## Exercise details
State how many lines of the records include the word "crowd"; the reply is that number alone.

## Natural-language object grounding data
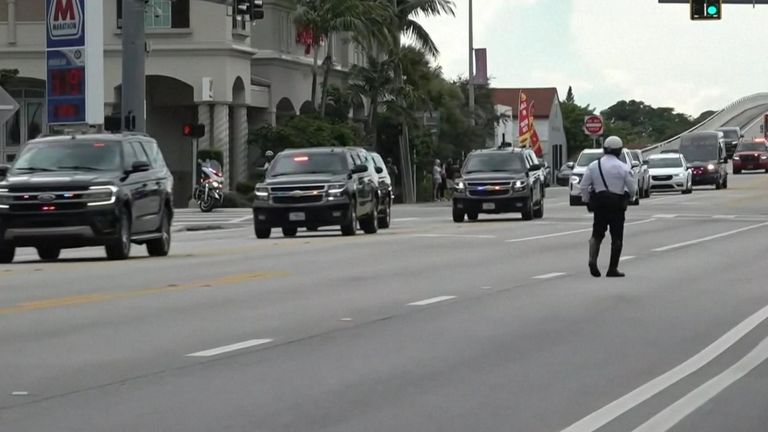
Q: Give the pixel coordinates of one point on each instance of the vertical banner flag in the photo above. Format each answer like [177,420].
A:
[524,121]
[535,141]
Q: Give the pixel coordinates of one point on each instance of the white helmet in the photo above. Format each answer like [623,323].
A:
[613,143]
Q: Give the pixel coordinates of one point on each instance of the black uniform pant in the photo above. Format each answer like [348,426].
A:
[609,210]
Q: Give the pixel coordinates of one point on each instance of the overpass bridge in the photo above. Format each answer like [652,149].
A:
[746,113]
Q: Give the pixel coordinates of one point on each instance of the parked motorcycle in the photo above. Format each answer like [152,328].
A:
[209,193]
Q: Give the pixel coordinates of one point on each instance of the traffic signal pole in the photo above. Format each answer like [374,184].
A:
[132,104]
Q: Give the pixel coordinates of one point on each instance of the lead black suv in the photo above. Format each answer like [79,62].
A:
[86,190]
[498,181]
[319,187]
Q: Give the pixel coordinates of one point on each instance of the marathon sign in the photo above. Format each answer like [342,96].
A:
[65,21]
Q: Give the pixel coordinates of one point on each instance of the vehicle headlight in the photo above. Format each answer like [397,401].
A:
[102,195]
[262,193]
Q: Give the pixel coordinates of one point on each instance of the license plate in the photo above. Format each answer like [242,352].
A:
[297,216]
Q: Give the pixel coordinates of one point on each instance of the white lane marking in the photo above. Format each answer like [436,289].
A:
[601,417]
[548,276]
[672,415]
[712,237]
[452,236]
[431,301]
[569,232]
[230,348]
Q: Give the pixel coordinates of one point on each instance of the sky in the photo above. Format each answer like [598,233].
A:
[611,50]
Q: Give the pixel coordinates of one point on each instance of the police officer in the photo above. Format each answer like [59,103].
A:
[606,188]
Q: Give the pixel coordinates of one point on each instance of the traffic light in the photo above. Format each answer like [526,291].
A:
[193,130]
[706,9]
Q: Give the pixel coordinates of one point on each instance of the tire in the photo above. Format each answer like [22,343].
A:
[385,219]
[161,246]
[528,212]
[7,253]
[262,232]
[458,215]
[120,248]
[370,224]
[47,253]
[349,228]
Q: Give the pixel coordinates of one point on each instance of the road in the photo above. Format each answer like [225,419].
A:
[428,326]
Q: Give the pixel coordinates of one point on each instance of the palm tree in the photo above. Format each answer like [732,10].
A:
[323,18]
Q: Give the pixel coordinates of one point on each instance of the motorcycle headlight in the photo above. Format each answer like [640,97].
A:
[262,192]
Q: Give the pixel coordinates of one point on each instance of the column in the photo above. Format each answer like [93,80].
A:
[220,135]
[239,149]
[204,118]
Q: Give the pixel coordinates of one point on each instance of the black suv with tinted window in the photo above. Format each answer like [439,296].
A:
[317,187]
[498,181]
[86,190]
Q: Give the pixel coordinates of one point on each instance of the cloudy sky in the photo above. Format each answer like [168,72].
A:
[610,50]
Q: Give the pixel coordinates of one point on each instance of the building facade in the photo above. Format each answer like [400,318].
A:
[202,65]
[548,119]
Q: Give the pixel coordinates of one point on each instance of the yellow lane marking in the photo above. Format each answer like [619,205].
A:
[101,298]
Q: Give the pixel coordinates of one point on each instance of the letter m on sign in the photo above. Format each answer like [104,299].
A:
[65,22]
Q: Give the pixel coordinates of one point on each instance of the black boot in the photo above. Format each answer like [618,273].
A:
[594,251]
[613,269]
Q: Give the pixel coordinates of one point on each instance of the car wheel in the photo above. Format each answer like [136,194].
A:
[262,232]
[7,253]
[120,248]
[370,224]
[47,253]
[350,226]
[385,219]
[161,246]
[458,215]
[528,212]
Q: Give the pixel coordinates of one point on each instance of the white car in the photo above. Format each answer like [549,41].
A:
[588,156]
[670,172]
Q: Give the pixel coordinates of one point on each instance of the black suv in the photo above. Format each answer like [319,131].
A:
[318,187]
[86,190]
[498,181]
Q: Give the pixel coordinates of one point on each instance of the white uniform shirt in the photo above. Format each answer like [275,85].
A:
[618,176]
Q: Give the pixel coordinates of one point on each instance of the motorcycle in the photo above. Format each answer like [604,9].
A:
[209,193]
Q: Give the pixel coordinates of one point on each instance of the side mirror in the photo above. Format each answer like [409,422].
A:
[140,166]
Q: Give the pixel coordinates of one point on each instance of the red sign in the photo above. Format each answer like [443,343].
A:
[593,125]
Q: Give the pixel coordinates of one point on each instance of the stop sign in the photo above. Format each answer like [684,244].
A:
[593,125]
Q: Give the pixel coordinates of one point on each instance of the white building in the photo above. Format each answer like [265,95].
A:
[259,75]
[548,119]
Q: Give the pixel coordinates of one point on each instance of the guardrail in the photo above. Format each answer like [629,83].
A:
[716,120]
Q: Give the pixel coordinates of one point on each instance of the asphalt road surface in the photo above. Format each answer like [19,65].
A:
[428,326]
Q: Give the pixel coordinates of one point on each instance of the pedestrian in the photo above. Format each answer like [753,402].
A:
[437,179]
[606,188]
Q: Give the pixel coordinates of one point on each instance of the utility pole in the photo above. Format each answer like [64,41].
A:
[470,84]
[134,79]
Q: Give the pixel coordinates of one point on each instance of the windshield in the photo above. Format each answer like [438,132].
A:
[587,158]
[309,163]
[667,162]
[495,162]
[751,147]
[70,155]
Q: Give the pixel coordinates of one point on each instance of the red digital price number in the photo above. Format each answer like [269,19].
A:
[67,82]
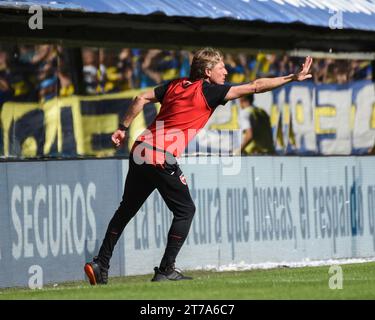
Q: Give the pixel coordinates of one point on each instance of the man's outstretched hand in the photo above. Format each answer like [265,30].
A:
[304,74]
[118,138]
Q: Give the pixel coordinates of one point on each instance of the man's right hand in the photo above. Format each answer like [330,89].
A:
[118,138]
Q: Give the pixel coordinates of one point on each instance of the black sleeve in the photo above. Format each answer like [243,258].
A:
[160,91]
[215,93]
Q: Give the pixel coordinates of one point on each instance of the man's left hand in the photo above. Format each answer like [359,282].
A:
[304,72]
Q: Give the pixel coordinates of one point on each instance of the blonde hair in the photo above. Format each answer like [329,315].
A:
[203,59]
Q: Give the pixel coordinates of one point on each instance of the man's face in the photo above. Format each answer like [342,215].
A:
[217,73]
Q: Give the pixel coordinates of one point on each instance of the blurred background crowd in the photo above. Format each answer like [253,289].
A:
[42,72]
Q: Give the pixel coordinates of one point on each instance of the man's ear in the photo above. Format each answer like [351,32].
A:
[207,72]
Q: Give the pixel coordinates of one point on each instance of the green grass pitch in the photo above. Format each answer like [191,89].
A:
[358,282]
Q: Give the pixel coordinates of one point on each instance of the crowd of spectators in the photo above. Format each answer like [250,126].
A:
[41,72]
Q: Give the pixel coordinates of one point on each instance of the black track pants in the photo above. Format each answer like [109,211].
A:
[141,180]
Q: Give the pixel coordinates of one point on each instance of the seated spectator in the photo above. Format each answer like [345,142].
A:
[90,61]
[125,68]
[5,89]
[167,65]
[149,75]
[236,67]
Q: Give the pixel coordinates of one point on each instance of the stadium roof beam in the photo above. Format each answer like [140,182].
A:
[161,31]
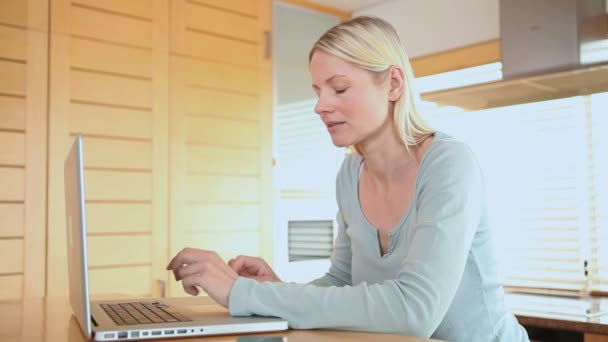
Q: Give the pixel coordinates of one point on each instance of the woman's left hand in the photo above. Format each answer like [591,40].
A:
[205,269]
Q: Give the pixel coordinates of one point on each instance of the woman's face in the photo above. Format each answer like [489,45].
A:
[353,103]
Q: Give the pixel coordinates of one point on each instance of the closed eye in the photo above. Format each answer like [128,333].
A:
[340,91]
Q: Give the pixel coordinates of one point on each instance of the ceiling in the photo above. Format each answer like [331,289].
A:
[347,5]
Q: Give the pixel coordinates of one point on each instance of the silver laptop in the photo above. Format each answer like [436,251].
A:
[144,318]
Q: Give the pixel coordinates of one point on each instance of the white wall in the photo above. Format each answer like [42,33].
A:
[295,31]
[431,26]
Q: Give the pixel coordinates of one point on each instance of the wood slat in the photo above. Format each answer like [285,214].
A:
[101,120]
[13,78]
[221,22]
[13,12]
[124,250]
[222,160]
[220,104]
[112,58]
[223,132]
[108,89]
[119,217]
[12,148]
[11,253]
[11,316]
[12,288]
[127,280]
[224,50]
[248,7]
[87,22]
[13,43]
[217,76]
[114,185]
[117,153]
[12,183]
[223,217]
[227,245]
[12,113]
[222,189]
[465,57]
[138,8]
[12,216]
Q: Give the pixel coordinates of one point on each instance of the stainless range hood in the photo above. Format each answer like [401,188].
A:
[542,45]
[538,36]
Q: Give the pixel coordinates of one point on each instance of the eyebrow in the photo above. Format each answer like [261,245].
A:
[329,80]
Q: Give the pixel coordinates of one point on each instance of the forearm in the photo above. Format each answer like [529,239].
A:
[388,307]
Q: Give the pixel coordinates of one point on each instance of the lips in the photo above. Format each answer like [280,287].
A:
[332,126]
[333,123]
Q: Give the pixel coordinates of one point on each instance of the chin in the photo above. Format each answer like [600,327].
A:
[341,142]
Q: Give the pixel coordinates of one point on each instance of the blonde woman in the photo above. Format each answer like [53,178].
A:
[413,253]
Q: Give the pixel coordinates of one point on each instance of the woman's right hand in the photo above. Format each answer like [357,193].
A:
[253,267]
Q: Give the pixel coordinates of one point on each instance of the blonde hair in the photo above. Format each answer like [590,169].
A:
[373,44]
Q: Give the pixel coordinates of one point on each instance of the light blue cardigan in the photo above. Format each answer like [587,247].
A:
[438,279]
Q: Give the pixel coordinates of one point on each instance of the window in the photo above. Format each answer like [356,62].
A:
[546,187]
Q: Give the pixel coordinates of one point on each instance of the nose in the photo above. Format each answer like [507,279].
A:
[323,105]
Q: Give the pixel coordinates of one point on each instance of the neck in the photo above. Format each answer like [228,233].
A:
[386,158]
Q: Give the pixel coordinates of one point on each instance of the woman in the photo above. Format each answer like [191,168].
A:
[413,253]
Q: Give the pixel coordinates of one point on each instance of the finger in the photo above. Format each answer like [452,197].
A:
[188,256]
[190,286]
[185,271]
[243,263]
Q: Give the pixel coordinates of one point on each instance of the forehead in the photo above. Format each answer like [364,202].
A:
[323,66]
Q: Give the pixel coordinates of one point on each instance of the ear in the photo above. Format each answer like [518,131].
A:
[396,81]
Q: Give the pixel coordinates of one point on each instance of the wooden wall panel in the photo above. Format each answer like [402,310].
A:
[116,59]
[110,90]
[86,22]
[137,8]
[224,50]
[214,160]
[221,217]
[113,280]
[14,12]
[117,218]
[12,287]
[211,102]
[219,114]
[12,113]
[222,188]
[227,24]
[12,217]
[226,244]
[12,183]
[122,154]
[126,250]
[11,251]
[96,120]
[109,82]
[102,185]
[12,148]
[12,81]
[216,131]
[247,7]
[13,43]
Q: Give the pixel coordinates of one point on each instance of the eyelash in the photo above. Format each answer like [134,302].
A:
[341,91]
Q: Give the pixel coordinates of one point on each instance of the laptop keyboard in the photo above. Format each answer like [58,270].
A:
[143,313]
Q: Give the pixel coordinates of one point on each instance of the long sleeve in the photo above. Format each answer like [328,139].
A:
[339,272]
[413,302]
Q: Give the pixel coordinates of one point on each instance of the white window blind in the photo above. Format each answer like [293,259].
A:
[599,192]
[307,161]
[309,240]
[535,161]
[306,169]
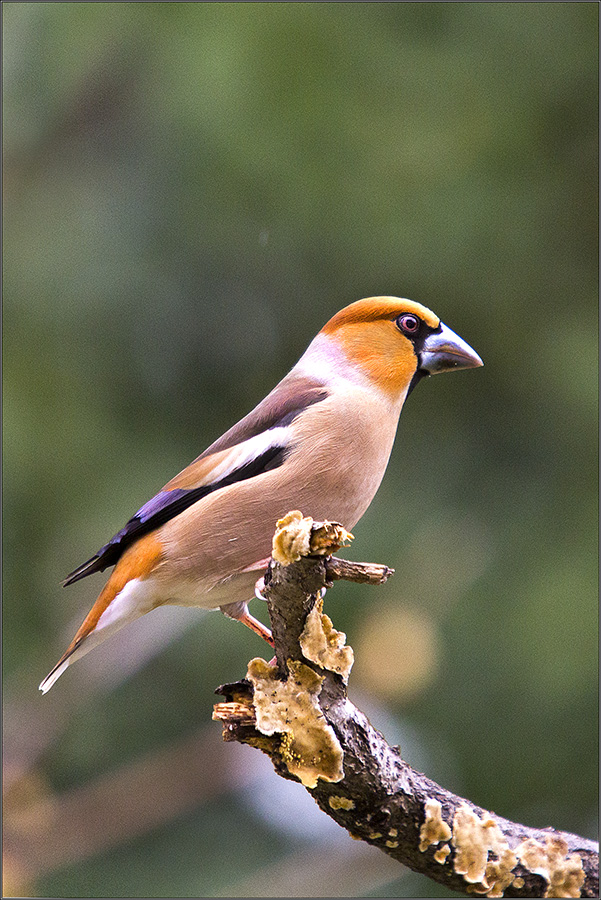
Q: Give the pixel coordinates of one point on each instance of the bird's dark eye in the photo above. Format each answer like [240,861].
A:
[408,324]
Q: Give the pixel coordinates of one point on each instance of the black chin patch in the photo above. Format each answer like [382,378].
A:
[419,375]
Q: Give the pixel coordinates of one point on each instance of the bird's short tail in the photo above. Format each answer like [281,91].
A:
[126,596]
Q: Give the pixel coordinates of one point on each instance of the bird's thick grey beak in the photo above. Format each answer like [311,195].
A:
[445,350]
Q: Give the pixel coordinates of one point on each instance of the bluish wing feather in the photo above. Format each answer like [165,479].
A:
[167,504]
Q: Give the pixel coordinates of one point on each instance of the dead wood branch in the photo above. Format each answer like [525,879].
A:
[298,713]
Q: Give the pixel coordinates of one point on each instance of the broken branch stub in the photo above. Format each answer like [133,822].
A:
[298,712]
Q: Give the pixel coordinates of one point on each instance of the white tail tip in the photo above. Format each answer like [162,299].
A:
[49,680]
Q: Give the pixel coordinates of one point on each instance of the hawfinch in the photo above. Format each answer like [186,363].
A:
[319,442]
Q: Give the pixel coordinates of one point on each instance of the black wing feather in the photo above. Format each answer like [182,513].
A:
[164,506]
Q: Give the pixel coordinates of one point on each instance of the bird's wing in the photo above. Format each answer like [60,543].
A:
[256,444]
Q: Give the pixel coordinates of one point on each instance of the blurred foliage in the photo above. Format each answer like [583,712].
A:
[190,191]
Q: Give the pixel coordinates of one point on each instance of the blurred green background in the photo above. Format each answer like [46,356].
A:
[190,192]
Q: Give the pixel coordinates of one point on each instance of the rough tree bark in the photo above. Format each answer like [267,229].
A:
[297,711]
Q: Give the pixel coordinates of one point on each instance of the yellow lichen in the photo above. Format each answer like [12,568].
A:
[323,645]
[473,839]
[341,803]
[435,829]
[309,746]
[292,538]
[562,871]
[441,854]
[297,536]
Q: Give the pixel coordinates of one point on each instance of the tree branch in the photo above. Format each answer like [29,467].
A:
[297,711]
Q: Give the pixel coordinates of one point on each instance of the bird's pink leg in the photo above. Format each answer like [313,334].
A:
[239,612]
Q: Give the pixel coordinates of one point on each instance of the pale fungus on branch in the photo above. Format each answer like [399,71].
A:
[297,711]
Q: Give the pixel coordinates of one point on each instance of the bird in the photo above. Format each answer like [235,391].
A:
[319,442]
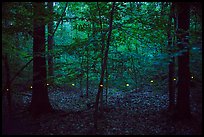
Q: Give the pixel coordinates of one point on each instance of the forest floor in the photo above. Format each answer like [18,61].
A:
[127,113]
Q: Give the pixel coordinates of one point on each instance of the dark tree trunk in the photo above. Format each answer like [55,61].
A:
[100,87]
[40,101]
[183,104]
[171,84]
[50,42]
[8,86]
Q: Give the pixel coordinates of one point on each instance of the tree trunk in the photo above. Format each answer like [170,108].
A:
[50,42]
[183,104]
[171,63]
[100,87]
[87,73]
[40,100]
[8,86]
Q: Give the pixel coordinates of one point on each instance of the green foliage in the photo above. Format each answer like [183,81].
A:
[138,48]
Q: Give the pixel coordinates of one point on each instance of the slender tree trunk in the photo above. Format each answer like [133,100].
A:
[100,87]
[102,53]
[171,64]
[50,42]
[8,86]
[81,77]
[183,104]
[40,100]
[87,73]
[106,85]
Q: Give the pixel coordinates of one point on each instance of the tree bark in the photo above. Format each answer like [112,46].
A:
[183,104]
[50,42]
[171,63]
[100,87]
[8,86]
[40,101]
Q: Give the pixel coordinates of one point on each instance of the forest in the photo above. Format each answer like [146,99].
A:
[101,68]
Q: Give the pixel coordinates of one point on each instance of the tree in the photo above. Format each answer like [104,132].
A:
[183,103]
[40,101]
[50,42]
[171,82]
[100,87]
[8,83]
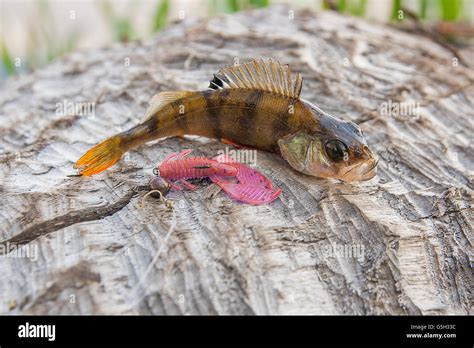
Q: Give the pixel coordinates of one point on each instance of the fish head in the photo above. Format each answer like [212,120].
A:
[336,150]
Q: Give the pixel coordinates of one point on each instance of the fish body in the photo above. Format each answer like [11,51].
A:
[255,104]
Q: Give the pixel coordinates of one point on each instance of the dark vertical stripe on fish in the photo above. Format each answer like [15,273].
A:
[212,112]
[248,115]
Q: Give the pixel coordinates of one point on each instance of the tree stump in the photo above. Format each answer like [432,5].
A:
[400,243]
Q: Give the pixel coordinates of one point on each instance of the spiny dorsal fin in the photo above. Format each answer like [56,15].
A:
[260,75]
[159,100]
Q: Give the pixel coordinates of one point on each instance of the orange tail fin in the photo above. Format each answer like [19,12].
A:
[100,157]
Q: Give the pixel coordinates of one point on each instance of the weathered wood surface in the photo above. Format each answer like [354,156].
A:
[100,251]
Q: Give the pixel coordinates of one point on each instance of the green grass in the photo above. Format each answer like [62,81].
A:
[450,9]
[396,7]
[45,45]
[7,60]
[160,19]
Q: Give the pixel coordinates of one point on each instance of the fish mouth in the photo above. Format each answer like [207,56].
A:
[361,172]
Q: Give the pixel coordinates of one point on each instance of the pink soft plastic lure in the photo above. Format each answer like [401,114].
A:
[251,187]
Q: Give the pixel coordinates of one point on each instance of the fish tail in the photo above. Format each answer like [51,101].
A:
[101,156]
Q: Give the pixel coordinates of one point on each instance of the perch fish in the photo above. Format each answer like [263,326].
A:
[255,104]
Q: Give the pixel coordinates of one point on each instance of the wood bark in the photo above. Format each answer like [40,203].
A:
[398,244]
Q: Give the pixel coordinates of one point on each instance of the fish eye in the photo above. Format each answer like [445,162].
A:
[337,150]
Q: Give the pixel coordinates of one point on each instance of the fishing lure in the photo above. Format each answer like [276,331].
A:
[252,186]
[255,104]
[177,167]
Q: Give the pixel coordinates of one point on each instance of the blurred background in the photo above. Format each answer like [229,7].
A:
[35,32]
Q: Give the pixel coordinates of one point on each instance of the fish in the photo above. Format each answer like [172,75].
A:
[258,105]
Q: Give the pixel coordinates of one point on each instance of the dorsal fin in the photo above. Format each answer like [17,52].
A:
[159,100]
[259,75]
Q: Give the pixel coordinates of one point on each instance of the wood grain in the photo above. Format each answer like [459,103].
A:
[398,244]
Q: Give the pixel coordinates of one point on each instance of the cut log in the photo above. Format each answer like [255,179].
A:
[400,243]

## Solution to this task
2